## Directions for this task
What lines of the data below hold the string "metal"? Copy each one out.

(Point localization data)
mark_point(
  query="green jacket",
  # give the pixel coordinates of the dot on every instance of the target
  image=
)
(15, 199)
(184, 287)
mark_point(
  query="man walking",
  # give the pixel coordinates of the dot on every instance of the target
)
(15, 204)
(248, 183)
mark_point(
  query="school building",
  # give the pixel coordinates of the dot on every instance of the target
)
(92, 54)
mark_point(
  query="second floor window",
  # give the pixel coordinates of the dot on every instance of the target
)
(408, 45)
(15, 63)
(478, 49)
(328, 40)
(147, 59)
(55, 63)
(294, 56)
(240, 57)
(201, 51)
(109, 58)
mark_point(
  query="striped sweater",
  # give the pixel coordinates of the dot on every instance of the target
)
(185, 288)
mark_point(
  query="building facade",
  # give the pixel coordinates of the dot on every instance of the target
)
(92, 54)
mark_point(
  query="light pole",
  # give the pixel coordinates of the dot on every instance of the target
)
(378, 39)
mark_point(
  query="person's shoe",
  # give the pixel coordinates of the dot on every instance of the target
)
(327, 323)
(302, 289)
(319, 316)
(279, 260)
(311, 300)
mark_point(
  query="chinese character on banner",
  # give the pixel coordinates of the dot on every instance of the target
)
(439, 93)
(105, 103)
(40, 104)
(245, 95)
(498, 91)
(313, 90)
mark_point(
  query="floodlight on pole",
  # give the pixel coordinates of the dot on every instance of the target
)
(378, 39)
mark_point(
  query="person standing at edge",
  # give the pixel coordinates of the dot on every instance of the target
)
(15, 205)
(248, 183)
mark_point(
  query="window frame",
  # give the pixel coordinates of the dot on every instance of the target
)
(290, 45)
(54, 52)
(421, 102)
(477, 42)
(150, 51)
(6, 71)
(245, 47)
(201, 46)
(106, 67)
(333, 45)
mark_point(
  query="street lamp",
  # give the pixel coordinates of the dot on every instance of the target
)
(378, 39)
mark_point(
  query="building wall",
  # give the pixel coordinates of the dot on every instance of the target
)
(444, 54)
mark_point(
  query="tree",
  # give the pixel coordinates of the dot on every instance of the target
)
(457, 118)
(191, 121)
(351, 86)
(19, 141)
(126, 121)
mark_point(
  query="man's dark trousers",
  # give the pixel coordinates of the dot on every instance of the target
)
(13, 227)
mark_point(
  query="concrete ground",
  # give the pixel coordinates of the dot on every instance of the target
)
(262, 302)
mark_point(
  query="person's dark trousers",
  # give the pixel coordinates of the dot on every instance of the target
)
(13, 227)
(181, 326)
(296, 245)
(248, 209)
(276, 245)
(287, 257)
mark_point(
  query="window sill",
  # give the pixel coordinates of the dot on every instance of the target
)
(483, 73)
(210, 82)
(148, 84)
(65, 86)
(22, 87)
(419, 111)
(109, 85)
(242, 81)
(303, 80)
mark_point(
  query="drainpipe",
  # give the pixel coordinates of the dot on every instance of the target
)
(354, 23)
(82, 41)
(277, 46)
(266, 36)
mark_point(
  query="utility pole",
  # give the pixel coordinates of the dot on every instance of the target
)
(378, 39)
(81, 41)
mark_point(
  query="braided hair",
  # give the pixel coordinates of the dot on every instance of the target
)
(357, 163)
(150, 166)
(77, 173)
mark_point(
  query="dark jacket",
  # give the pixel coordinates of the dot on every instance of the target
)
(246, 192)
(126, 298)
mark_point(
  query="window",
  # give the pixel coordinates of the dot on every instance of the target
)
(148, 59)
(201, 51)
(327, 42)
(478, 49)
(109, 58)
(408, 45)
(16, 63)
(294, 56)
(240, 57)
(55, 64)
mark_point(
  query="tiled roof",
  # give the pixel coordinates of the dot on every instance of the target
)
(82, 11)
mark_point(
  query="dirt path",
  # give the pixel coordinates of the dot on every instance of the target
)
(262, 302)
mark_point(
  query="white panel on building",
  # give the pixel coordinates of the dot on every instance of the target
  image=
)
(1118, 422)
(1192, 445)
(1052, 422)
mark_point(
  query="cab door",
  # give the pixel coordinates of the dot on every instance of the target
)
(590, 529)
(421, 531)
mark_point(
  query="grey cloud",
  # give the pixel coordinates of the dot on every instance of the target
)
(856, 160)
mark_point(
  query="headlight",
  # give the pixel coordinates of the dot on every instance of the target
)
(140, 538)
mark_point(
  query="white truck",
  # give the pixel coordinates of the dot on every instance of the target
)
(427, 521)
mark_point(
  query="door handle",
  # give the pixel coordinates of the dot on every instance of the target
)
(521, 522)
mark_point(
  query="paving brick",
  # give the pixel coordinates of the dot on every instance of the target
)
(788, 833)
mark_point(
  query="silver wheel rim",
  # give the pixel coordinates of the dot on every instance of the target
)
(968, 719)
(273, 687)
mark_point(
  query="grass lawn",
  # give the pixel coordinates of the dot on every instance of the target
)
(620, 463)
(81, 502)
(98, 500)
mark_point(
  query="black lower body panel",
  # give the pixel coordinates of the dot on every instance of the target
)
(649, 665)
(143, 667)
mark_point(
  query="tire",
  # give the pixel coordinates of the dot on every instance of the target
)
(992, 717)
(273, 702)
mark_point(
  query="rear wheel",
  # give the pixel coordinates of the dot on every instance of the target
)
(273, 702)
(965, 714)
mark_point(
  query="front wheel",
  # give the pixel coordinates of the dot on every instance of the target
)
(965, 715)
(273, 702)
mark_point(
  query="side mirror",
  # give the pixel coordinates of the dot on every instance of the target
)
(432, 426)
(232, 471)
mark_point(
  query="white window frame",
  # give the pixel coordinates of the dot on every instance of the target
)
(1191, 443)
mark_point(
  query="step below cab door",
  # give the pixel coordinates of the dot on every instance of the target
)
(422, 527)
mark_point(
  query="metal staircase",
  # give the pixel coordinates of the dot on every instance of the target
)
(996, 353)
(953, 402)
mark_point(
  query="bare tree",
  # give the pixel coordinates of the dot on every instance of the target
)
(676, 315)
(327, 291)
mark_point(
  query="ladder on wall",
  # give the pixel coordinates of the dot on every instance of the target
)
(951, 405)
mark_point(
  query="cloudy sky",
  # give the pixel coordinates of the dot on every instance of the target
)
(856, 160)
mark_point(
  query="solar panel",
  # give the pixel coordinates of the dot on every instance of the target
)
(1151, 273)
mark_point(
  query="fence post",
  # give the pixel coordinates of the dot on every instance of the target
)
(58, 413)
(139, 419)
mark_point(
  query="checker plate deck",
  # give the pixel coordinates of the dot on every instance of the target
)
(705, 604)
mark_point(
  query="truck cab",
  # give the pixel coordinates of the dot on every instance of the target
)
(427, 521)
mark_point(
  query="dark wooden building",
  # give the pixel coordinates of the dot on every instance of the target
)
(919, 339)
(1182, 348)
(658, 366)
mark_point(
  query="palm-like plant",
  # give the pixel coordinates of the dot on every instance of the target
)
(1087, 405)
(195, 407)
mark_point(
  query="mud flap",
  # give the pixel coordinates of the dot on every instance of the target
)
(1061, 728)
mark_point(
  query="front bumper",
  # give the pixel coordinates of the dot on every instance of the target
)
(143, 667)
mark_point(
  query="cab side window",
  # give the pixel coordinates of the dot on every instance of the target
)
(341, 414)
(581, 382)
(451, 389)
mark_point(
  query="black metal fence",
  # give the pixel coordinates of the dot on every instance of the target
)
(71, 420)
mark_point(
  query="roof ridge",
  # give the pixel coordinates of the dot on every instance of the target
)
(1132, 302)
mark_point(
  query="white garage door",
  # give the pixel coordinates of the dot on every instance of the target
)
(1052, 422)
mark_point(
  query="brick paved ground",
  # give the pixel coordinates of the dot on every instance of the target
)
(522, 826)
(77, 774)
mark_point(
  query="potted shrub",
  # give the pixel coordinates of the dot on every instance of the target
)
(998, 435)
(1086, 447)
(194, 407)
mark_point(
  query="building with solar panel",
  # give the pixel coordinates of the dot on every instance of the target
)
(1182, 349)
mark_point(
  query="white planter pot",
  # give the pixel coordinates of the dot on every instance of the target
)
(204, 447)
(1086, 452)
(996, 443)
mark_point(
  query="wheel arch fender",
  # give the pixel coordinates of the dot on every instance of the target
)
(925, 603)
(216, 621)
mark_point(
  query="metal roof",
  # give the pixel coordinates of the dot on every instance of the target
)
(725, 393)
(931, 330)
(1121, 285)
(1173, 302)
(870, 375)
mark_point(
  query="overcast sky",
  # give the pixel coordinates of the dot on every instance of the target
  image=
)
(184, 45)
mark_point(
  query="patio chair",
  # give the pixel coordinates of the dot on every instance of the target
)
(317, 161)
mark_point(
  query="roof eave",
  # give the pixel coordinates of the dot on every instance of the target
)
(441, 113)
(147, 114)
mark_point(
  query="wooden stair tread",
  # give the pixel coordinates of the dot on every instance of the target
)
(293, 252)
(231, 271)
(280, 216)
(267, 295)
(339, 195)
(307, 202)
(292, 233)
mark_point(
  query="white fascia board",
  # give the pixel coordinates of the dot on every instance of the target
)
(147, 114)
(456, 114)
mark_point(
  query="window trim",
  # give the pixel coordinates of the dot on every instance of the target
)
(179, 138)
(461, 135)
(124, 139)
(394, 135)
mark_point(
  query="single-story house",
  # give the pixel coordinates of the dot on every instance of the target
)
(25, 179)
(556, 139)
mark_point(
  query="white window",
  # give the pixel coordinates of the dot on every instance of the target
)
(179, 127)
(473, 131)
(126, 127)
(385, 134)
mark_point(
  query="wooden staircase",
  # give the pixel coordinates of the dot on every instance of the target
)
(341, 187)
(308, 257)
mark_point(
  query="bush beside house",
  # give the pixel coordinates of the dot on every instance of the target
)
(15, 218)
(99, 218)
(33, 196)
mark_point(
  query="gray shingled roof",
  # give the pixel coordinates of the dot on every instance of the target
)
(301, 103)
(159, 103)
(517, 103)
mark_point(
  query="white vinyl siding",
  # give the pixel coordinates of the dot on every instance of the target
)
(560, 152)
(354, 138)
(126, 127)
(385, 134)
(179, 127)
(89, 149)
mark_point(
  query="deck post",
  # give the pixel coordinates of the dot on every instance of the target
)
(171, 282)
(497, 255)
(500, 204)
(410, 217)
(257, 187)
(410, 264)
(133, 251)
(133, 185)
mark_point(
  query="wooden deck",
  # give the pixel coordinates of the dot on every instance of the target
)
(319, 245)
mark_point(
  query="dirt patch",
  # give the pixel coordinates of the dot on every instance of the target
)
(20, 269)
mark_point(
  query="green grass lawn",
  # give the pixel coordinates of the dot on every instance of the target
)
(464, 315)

## Output of the task
  query="metal staircase",
  query="black metal fence",
  query="metal roof",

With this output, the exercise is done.